**What the task asks:** Locate every line in the rows below that contains the string "microphone", and copy each of those lines.

**Data entries:**

-- start --

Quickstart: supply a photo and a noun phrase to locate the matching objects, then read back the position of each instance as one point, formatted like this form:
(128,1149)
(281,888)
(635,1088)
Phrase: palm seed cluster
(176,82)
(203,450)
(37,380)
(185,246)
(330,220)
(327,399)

-- end --
-- start --

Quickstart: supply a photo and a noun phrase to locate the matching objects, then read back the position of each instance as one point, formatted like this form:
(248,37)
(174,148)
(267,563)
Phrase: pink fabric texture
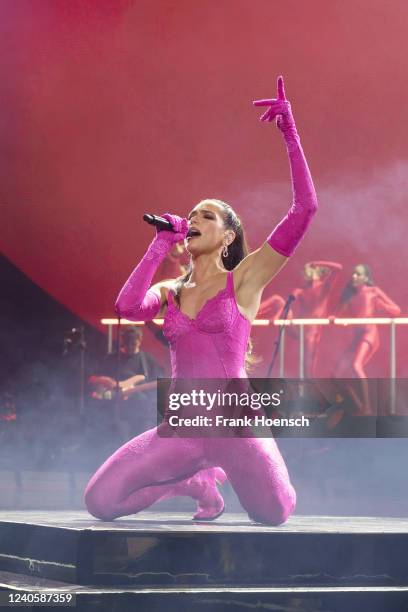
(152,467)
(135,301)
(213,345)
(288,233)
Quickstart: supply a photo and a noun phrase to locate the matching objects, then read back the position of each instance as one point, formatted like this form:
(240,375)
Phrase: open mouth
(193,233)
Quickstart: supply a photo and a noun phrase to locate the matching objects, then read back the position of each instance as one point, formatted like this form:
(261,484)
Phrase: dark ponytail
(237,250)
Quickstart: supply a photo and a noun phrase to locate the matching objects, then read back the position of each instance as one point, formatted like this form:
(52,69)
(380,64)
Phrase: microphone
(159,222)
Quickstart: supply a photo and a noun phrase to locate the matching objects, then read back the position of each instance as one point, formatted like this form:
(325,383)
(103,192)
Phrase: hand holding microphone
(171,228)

-- end --
-- start --

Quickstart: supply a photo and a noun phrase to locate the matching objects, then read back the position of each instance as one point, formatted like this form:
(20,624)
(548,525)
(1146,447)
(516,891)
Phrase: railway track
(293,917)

-- end --

**Solution:**
Phrase: microphone
Phrase: hand holding microphone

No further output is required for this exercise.